■ What you will do
Return every line of the data below without any alteration, omitting the pictures.

* begin Stored rows *

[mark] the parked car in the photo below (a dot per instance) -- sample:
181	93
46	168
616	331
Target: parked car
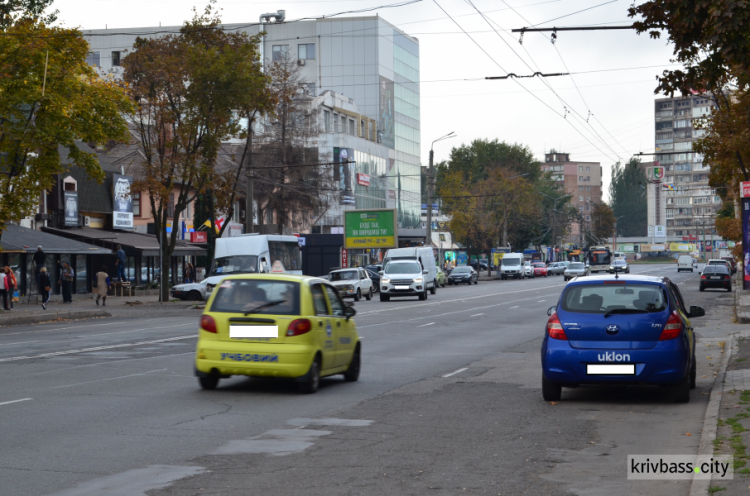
352	283
715	276
619	266
557	268
463	275
195	291
539	269
575	269
442	277
636	330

* end Stored rows *

■ Response
[mark] the parked car in the photo below (a dot per instance) -- sample:
181	93
46	168
616	331
Target: parked car
352	283
715	276
619	266
557	268
463	275
195	291
539	269
575	269
442	277
636	330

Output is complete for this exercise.